YOUR INSTRUCTIONS | Return verbatim every line of the listing from the line containing "Could you point out the street" through the last line of the listing, inclusive.

DATA LISTING |
□ □ □ □ □

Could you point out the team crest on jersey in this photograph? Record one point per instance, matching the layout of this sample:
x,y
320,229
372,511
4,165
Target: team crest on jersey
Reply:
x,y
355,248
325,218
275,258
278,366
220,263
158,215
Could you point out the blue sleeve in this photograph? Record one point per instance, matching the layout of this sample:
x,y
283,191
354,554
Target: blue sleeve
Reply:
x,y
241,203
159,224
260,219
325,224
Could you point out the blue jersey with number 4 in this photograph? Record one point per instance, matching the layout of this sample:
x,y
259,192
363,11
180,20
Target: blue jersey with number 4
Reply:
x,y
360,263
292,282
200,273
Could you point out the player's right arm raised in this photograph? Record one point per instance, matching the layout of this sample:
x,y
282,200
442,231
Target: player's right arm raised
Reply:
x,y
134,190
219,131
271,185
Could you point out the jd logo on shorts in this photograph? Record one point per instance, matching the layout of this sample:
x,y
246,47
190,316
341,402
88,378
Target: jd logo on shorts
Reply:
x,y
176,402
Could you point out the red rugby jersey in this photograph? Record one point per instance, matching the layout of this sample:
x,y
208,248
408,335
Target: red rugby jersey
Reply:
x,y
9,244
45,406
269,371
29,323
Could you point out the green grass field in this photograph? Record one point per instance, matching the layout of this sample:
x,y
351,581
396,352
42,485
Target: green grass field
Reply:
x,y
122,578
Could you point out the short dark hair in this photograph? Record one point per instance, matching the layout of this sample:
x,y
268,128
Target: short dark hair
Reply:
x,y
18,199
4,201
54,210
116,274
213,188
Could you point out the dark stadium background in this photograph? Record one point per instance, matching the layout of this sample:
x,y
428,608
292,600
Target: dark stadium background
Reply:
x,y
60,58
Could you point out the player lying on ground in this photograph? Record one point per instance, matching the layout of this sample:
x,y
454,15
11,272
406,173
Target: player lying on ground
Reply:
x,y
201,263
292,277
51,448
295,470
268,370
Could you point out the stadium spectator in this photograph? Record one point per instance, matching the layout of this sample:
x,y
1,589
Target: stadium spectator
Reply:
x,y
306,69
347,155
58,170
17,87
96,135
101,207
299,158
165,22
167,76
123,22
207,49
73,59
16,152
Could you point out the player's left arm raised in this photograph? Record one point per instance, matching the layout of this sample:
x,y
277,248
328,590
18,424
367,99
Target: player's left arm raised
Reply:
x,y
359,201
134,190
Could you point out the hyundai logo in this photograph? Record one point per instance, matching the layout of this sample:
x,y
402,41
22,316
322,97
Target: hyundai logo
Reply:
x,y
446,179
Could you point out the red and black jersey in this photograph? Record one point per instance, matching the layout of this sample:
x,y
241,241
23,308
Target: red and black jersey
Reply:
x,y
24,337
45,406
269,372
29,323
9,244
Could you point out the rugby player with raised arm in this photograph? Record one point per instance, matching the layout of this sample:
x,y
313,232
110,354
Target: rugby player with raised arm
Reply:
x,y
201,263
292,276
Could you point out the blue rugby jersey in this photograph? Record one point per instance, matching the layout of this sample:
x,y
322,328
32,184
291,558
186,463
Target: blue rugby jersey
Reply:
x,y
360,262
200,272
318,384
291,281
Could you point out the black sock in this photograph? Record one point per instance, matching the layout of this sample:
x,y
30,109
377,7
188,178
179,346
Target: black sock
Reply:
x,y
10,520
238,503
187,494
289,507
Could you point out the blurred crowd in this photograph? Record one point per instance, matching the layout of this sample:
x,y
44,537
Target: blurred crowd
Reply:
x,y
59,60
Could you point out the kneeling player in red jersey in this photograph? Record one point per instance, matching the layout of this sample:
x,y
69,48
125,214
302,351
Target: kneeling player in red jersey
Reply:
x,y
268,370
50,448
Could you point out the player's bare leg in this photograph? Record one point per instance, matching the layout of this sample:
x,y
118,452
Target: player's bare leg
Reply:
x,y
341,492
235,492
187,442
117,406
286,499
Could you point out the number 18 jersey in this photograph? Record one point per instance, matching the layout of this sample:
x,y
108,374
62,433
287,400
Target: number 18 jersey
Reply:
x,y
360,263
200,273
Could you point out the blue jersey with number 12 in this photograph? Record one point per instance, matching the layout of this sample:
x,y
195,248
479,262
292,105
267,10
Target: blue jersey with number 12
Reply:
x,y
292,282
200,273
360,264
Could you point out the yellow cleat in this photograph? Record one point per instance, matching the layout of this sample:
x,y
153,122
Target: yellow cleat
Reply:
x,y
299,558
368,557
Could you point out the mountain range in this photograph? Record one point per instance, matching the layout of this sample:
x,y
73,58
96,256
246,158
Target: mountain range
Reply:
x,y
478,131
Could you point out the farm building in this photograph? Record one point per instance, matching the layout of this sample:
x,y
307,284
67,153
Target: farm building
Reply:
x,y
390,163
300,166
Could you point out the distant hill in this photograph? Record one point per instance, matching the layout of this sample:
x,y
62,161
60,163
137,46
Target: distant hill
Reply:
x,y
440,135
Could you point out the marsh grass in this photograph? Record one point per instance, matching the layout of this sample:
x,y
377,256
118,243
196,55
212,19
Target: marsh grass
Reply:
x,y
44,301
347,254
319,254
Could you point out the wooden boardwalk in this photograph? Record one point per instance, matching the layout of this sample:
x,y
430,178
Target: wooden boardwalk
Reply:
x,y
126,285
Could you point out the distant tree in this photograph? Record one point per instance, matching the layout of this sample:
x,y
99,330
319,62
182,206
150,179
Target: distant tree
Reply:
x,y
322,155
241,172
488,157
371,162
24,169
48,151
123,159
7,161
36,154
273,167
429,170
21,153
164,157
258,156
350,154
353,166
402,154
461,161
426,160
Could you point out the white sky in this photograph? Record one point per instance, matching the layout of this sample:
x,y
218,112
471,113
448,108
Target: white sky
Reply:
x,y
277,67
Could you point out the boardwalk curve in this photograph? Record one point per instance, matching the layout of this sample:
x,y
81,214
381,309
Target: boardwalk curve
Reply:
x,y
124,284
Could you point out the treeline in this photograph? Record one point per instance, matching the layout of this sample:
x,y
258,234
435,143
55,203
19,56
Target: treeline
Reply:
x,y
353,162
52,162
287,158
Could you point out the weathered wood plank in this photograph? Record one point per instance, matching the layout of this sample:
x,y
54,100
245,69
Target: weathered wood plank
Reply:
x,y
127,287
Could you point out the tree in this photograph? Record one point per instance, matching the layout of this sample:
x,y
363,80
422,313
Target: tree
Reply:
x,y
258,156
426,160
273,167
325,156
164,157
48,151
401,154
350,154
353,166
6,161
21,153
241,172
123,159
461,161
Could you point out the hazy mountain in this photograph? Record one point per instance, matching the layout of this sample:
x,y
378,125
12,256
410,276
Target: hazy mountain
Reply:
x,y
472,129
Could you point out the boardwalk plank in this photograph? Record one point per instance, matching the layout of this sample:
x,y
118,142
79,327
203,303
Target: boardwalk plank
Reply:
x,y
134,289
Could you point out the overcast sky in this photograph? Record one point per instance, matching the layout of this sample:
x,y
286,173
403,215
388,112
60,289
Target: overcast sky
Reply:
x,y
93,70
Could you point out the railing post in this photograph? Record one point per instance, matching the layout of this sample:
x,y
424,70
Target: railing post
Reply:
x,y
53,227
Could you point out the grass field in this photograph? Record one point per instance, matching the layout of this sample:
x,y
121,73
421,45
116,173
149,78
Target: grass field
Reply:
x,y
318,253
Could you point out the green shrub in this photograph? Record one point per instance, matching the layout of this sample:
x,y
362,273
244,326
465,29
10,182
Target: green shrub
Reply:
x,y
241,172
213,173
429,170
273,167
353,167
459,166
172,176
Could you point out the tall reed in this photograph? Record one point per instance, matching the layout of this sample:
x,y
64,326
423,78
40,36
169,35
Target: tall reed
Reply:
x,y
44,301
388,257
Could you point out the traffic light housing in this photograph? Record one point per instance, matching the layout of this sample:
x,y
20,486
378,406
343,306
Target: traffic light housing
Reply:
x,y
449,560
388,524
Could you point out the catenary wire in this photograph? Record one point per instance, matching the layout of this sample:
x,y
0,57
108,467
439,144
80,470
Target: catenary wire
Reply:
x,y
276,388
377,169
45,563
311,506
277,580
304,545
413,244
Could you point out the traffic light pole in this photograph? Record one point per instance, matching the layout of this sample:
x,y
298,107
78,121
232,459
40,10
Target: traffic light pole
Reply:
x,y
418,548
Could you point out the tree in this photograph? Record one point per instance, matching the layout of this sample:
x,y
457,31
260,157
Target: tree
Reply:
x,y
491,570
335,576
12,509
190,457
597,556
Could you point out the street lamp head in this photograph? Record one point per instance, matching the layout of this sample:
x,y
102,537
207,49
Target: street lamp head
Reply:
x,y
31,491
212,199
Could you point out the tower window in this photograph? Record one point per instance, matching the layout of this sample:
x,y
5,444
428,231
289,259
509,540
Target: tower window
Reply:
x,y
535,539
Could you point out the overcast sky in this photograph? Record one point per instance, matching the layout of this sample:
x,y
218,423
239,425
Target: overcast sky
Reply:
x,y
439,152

□ □ □ □ □

THE RESULT |
Could you point out the street lamp head in this photograph? Record one point per instance, matching the layout of this sample:
x,y
102,537
207,49
Target: street lamp head
Reply:
x,y
31,491
212,199
Could you point out the tower window in this photograph? Record one point per instance, matching the layout of this sample:
x,y
5,444
428,231
289,259
509,540
Target: tower window
Reply:
x,y
535,539
Could you point out the overcast sky in this photograph? Record one point per instance, matching the layout of this sample:
x,y
218,423
239,425
Target: overcast sky
Reply:
x,y
439,152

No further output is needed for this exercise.